What needs to be done:
Repeat each entry below without omitting a single word.

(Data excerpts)
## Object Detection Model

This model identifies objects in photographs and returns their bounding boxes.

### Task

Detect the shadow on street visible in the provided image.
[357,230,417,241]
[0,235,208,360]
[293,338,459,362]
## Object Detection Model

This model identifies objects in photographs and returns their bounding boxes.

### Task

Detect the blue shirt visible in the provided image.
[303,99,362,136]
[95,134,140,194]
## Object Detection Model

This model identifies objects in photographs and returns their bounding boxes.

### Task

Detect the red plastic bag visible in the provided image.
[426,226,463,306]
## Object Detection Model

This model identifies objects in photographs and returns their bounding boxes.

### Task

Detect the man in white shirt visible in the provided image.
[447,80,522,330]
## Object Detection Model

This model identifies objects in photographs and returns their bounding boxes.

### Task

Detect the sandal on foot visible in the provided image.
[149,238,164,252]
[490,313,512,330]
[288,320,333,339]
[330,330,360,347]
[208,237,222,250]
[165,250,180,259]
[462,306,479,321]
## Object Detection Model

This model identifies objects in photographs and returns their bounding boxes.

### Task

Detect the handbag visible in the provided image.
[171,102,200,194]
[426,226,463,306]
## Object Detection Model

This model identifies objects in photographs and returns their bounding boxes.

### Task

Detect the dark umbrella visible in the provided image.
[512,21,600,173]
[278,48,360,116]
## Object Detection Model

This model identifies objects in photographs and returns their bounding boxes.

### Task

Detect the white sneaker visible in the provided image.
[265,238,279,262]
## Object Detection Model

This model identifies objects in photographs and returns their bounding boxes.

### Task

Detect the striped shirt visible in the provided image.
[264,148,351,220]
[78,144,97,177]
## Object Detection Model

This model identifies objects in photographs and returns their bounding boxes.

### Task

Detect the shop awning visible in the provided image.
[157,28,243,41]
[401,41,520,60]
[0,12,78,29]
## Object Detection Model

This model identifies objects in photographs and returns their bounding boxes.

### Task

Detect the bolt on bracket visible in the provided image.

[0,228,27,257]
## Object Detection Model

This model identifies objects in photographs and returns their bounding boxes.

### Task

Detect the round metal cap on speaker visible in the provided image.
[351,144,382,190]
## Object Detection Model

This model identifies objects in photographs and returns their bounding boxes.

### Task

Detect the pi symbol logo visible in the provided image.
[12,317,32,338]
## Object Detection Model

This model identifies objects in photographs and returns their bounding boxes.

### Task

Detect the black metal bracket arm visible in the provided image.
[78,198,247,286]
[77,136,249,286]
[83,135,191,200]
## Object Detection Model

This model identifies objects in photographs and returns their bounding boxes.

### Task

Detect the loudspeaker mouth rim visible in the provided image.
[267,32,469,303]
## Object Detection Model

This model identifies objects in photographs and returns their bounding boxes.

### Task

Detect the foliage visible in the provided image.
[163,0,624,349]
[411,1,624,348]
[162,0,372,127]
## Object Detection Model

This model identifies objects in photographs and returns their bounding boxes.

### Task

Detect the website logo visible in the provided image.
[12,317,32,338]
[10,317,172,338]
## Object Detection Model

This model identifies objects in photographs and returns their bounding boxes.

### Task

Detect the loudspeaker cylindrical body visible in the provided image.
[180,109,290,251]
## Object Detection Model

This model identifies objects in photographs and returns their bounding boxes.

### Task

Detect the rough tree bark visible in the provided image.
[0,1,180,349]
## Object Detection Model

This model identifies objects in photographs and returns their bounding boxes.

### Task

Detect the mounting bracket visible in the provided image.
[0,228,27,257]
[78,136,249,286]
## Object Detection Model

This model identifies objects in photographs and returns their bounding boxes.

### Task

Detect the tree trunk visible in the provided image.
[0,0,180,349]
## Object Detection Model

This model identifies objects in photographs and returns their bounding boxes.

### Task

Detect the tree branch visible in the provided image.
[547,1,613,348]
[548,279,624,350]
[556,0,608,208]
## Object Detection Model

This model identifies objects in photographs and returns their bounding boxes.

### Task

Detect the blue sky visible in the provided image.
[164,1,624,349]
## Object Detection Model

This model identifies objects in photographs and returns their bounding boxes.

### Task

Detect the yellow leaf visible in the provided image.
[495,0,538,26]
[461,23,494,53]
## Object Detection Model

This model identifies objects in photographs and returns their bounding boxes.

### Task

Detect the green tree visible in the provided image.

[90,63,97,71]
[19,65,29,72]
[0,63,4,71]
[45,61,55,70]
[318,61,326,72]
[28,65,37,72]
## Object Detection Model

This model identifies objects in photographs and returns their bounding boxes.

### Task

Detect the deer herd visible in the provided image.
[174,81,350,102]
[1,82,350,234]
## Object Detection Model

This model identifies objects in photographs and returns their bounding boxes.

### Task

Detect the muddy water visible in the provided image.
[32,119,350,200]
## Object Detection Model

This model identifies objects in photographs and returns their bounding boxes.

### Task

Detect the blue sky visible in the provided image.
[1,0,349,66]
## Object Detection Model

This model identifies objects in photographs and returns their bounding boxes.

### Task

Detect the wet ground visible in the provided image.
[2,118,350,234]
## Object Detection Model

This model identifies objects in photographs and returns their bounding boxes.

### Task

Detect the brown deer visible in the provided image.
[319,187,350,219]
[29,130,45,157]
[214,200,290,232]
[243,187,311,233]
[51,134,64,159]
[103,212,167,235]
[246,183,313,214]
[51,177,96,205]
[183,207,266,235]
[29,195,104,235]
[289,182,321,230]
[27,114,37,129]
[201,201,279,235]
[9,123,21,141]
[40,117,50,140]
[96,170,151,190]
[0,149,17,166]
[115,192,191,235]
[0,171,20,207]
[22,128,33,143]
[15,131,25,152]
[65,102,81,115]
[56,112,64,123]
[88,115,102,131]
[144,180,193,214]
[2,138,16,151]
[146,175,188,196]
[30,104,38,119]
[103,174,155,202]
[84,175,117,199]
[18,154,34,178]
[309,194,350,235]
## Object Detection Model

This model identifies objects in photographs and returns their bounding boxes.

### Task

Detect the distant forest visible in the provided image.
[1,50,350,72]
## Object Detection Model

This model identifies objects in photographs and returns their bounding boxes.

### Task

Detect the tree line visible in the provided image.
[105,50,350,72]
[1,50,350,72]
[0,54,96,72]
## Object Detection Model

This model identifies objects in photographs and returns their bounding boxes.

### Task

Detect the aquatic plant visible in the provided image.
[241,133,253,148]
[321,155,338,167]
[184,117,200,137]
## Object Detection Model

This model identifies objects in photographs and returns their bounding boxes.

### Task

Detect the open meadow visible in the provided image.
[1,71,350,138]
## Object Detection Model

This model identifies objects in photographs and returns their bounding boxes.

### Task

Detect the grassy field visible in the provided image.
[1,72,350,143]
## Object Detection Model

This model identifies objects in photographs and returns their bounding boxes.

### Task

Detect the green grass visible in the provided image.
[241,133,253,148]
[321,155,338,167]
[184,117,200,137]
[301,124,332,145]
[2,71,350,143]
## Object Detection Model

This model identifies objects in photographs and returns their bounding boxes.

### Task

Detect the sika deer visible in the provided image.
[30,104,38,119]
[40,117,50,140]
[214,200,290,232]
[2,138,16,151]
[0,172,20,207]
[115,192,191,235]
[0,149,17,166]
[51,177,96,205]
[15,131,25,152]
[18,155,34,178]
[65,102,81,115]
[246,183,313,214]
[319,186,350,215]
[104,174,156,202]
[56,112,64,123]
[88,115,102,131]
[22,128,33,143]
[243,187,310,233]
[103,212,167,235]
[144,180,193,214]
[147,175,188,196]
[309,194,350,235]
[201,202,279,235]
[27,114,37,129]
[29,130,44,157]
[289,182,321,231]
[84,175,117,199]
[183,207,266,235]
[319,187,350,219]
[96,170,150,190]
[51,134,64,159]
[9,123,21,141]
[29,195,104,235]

Task output:
## Object Detection Model

This model identifies objects in photographs and returns their bounding boxes.

### Task

Detect the shadow on street visible in the provided image.
[357,230,417,241]
[0,235,208,360]
[293,338,459,362]
## Object Detection Model

This model identifies objects in photographs and returns their bounding boxes.

### Task

Detect the blue shirt visible in the provided image.
[303,99,362,136]
[95,134,140,194]
## Object Detection Model

This model identifies objects in photographs and returns their bounding boxes.

### Task

Detect the red plastic bag visible in the provided image.
[426,226,463,306]
## Object Detection Model

This model identifies objects in photographs and returns their bounding boxes.

### Task

Detect the man in white shirt visible in the provided image.
[447,80,522,330]
## Object Detection Model

This model identifies objects in photographs and returns their bounding boxes.

### Task

Detect the sandal on foot visible in the provided image.
[149,238,164,252]
[490,313,512,330]
[288,320,333,339]
[330,330,360,347]
[208,237,222,250]
[165,250,180,259]
[462,306,479,321]
## Object Detection Model

This model identifies objects in photographs and returns their bounding boxes.

### Task

Detect the handbag visible in the provided image.
[171,102,200,194]
[426,226,463,306]
## Object Detection Model

This model identifies objects in photographs and returns their bounding boxes.

### Task

Detect the dark umbrella visible in the provided image.
[512,21,600,173]
[278,48,360,116]
## Object Detection Model

This model identifies objects in photographs and returns their bounding boxes.

### Task

Detect the white sneaker visible in the provided image.
[265,238,279,262]
## Object Detection Model

This model identifies objects in photographs and returns their bounding boxes.

### Task

Detect the striped shirt visible in the provided image.
[264,148,351,220]
[78,144,97,177]
## Object Detection Model

This model identifies objects in photographs and returns their bounding boxes.

### Task

Detect the shop awning visible in the provided image.
[157,28,243,41]
[401,41,520,60]
[0,12,78,29]
## Object Detection Model

This model identifies objects in photographs and returns their bounding boxes.

### Task

Detect the bolt on bracket visible in the provided image.

[0,228,27,257]
## Object Detection Model

This model identifies objects in photographs and returns their bounding boxes.

### Task

Detect the round metal cap on speaker visible in the provided image.
[351,144,382,190]
## Object Detection Model

This model identifies objects in photographs and returns their bounding boxes.

### Task

Detect the pi symbol logo visible in the provided image.
[12,317,32,338]
## Object Detection Model

This model identifies objects in photographs and returns their bounding boxes.

### Task

Detect the black metal bracket arm visible in the provided image.
[78,198,247,286]
[77,136,249,286]
[83,135,191,200]
## Object Detection Model

This model identifies objects in photographs and returns their bounding boxes.

### Task

Detect the loudspeaker mouth rim visible in the provided image.
[267,32,469,303]
## Object Detection Model

This model identifies objects in photographs and returns their bounding boxes.

### Task

Detect the foliage visible in the provided image.
[163,0,624,349]
[411,1,624,348]
[162,0,372,127]
## Object Detection Model

This model identifies objects in photographs and returns their bounding boxes.

### Task

Detect the website logo visible in the provided image.
[12,317,32,338]
[10,317,172,338]
## Object Detection Model

This model identifies objects in photographs and returns their bounding boxes.

### Task

Detect the loudspeaker cylindrical body visible in the provided image.
[180,109,290,251]
## Object Detection Model

This model identifies objects in photographs and returns their bounding boxes.

### Task

Detect the rough tree bark visible in the provided image.
[0,1,180,349]
## Object Detection Model

This model identifies objects in photographs and returns their bounding boxes.

### Task

Detect the mounting bracket visible in the provided image.
[0,228,27,257]
[78,136,249,286]
## Object Detection Model

This model identifies objects in photographs and returns their bounding boxes.

### Task

Detect the tree trunk visible in the provided image.
[0,0,180,349]
## Object Detection Model

This model identifies objects in photographs and returns their bounding boxes.

### Task

Detect the tree branch visible in the provided image.
[547,1,613,348]
[548,279,624,350]
[556,0,608,208]
## Object Detection Model

This model identifies objects in photographs and returns their bounding boxes.

### Task

Detect the blue sky visible in the provided image.
[164,1,624,349]
## Object Detection Model

This model identifies objects in photographs and returns their bounding boxes.

### Task

Detect the yellow leaf visible in the provided image.
[495,0,538,26]
[461,23,494,53]
## Object Detection Model

This model identifies objects in photographs and returns their bounding boxes.

### Task

Detect the green tree visible in the provided image.

[90,63,97,71]
[19,65,29,72]
[0,63,4,71]
[45,61,55,70]
[318,61,326,72]
[28,65,37,72]
## Object Detection Model

This model identifies objects in photographs and returns their bounding boxes.

### Task

Detect the deer herd visible in the provided image.
[174,81,350,102]
[1,82,350,234]
## Object Detection Model

This model identifies objects in photographs and returns their bounding boxes.

### Task

Detect the muddy water visible in the provided image.
[32,119,350,200]
## Object Detection Model

This model identifies objects in photographs and returns their bounding boxes.

### Task

Detect the blue sky visible in the provided image.
[1,0,349,66]
## Object Detection Model

This model identifies objects in photographs and returns their bounding boxes.

### Task

Detect the wet ground visible in the provided image.
[2,118,350,234]
## Object Detection Model

This model identifies objects in photographs and returns their bounding boxes.

### Task

Detect the brown deer visible in the provided image.
[319,187,350,219]
[29,130,45,157]
[214,200,290,232]
[243,187,311,233]
[51,134,64,159]
[103,212,167,235]
[246,183,313,214]
[51,177,96,205]
[183,207,266,235]
[29,195,104,235]
[289,182,321,230]
[27,114,37,129]
[201,201,279,235]
[9,123,21,141]
[40,117,50,140]
[96,170,151,190]
[0,149,17,166]
[115,192,191,235]
[0,171,20,207]
[22,128,33,143]
[15,131,25,152]
[65,102,81,115]
[56,112,64,123]
[88,115,102,131]
[144,180,193,214]
[2,138,16,151]
[146,175,188,196]
[30,104,38,119]
[103,174,155,202]
[84,175,117,199]
[18,154,34,178]
[309,194,350,235]
## Object Detection Model

This model identifies objects in photographs and returns their bounding boxes.

### Task

Detect the distant forest visible in the provided image.
[1,50,350,72]
## Object Detection Model

This model identifies objects in photographs and returns their bounding boxes.

### Task

Detect the tree line visible in the provided image.
[105,50,350,72]
[1,50,350,72]
[0,54,96,72]
## Object Detection Model

This model identifies objects in photographs and returns their bounding boxes.

### Task

Detect the aquatic plant visible in the provided image.
[241,133,253,148]
[321,155,338,167]
[184,117,200,137]
## Object Detection Model

This model identifies objects in photographs and returns their bounding boxes.

### Task

Detect the open meadow visible in the provided image.
[1,71,350,138]
## Object Detection Model

This model identifies objects in photographs and returns their bounding boxes.

### Task

Detect the grassy field visible in the provided image.
[1,72,350,143]
## Object Detection Model

This model identifies objects in photographs and returns their bounding boxes.

### Task

Detect the green grass visible in the provided image.
[241,133,253,148]
[321,155,338,167]
[184,117,200,137]
[301,124,332,145]
[2,71,350,143]
## Object Detection Model

This model identifies objects in photographs and returns their bounding boxes.

### Task

Detect the sika deer visible in the provided image.
[30,104,38,119]
[40,117,50,140]
[214,200,290,232]
[2,138,16,151]
[0,172,20,207]
[115,192,191,235]
[0,149,17,166]
[51,177,96,205]
[15,131,25,152]
[18,155,34,178]
[65,102,81,115]
[246,183,313,214]
[319,186,350,215]
[104,174,156,202]
[56,112,64,123]
[88,115,102,131]
[22,128,33,143]
[243,187,310,233]
[103,212,167,235]
[144,180,193,214]
[147,175,188,196]
[309,194,350,235]
[201,202,279,235]
[27,114,37,129]
[29,130,44,157]
[289,182,321,231]
[84,175,117,199]
[183,207,266,235]
[319,187,350,219]
[96,170,150,190]
[51,134,64,159]
[9,123,21,141]
[29,195,104,235]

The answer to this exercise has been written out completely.